━━ The data

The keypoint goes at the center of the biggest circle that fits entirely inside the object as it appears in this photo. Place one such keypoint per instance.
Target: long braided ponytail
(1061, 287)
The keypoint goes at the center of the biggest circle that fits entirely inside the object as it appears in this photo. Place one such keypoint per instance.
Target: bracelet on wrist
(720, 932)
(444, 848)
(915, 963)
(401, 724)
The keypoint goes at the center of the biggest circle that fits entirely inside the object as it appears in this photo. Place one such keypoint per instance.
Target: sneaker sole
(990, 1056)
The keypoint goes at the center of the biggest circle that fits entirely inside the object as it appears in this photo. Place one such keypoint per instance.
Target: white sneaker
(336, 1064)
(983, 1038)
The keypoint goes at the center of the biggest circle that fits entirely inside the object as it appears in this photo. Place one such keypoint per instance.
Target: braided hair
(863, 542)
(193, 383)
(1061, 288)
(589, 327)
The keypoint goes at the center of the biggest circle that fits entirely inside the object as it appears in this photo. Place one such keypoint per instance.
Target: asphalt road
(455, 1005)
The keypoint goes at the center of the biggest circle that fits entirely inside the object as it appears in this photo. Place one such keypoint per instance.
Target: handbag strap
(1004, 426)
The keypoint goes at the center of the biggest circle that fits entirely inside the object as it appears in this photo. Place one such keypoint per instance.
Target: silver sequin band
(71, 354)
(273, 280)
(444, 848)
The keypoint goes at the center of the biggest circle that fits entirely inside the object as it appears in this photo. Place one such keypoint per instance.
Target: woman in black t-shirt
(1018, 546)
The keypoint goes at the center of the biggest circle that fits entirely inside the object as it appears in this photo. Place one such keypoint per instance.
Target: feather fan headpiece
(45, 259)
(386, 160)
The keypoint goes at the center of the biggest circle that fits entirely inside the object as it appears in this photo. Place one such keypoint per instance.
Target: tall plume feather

━━━━

Repeat each record above precisely as written.

Task response »
The keypoint goes at the center of the biggest circle that fits entirely inside the object as it appears in this photo. Place one such keypoint per instance.
Target: long braided ponytail
(1061, 287)
The keypoint goes at the center of the biggest circle that fits entirely inside the object as it appears in this photo. Place one such keypoint per instance.
Target: bracelet on wrist
(720, 932)
(444, 848)
(915, 963)
(401, 724)
The keypoint goes at the center of the biggest circle that fits entirely inside the object as it appears in this photo. Place one such keypoint per instance.
Target: sneaker sole
(990, 1056)
The keypoint goes at the center of the biggest circle that fits entirely inside the object as it appears in this photo. Place one such keypoint per instance.
Target: white sneaker
(336, 1064)
(983, 1038)
The keypoint goes at the center of the biggest circle that fits entirely inside the object as it appears in this photo. Place one such keypoint per instance.
Target: braided hair
(863, 542)
(193, 383)
(1061, 288)
(589, 327)
The keypoint goes at the center of the biggest circle that fits entirely inside the object as it appears in this photo. Place one such keypoint per instance.
Target: asphalt road
(455, 1005)
The keypoint goes at the center of the biggest circle that fits entirely inside the object as it appears in this photo. Place one such keypoint per instance.
Target: handbag strap
(1004, 426)
The keypoint goes at the center of the biggest circle that fits entirely inside the object as it appears in this photo. Place one such keypoint per instance.
Target: silver sequin band
(71, 354)
(273, 280)
(444, 848)
The keypoint goes at the center of the biggest circle that fits entirely inside the object as it appears in this photo. Place one such keypoint per instance.
Target: woman in black t-shirt
(1018, 546)
The keypoint goes at the center of the biggest circle that fits entirely inside the object as it appears in this photo. Place one such keypoint per instance.
Target: feather fan headpiece
(45, 259)
(386, 160)
The keypoint goes at the center of the biggest circle that fits entirely inside the object as it appears in this photo. Place one such keypoint per instance.
Target: tall plume feather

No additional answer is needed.